* **TASK ITEM**: In the entries below, spot each line with the word "pole" and copy it.

* **Point-per-instance localization data**:
------------------------------------

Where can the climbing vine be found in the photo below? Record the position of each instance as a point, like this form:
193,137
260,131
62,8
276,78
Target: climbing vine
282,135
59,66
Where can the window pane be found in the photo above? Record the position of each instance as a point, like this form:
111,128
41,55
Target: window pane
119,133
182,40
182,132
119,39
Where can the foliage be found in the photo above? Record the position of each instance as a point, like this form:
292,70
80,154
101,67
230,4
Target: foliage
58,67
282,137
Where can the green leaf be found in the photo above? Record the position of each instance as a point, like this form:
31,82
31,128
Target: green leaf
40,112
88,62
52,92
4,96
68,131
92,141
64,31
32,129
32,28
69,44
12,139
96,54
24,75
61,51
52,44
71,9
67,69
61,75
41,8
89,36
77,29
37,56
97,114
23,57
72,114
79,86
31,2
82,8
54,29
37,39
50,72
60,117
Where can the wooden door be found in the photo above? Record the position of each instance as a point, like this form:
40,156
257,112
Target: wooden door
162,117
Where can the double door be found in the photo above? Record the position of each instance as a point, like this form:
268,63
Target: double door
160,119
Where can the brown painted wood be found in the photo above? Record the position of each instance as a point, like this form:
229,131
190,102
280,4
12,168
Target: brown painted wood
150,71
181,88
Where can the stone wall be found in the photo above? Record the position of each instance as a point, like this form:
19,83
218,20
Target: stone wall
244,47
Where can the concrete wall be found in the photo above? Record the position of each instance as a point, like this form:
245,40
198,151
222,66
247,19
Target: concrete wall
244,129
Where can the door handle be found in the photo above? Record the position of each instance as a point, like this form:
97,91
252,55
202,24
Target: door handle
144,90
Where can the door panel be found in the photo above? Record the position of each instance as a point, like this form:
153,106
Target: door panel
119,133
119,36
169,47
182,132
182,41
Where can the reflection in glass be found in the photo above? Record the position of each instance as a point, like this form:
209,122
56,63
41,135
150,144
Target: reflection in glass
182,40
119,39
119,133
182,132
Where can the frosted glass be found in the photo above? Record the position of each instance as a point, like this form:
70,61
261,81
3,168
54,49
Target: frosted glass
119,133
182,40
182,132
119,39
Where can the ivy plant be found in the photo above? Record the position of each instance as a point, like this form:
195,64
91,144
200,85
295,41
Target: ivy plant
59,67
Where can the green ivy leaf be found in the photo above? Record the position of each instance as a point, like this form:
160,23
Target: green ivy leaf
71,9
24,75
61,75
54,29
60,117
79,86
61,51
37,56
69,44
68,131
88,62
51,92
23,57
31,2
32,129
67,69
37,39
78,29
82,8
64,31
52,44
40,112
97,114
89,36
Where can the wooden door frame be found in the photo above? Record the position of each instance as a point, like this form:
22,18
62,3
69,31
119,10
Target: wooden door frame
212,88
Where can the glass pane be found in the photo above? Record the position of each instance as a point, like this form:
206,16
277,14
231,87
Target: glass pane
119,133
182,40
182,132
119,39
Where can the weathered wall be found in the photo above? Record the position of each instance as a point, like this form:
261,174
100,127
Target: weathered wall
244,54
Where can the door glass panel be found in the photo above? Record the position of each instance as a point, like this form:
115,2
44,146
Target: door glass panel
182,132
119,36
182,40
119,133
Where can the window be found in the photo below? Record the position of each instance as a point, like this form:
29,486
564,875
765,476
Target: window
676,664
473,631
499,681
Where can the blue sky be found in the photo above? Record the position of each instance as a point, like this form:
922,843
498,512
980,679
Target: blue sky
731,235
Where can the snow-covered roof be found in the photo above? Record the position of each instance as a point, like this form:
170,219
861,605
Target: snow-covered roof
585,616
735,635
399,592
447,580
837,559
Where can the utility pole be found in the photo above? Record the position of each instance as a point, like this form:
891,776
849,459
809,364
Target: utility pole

------------------------------------

* **THE COMPLETED TASK**:
Where can the utility pole be found in the photo above? Record the position of each instance as a point, like this form:
Target: utility pole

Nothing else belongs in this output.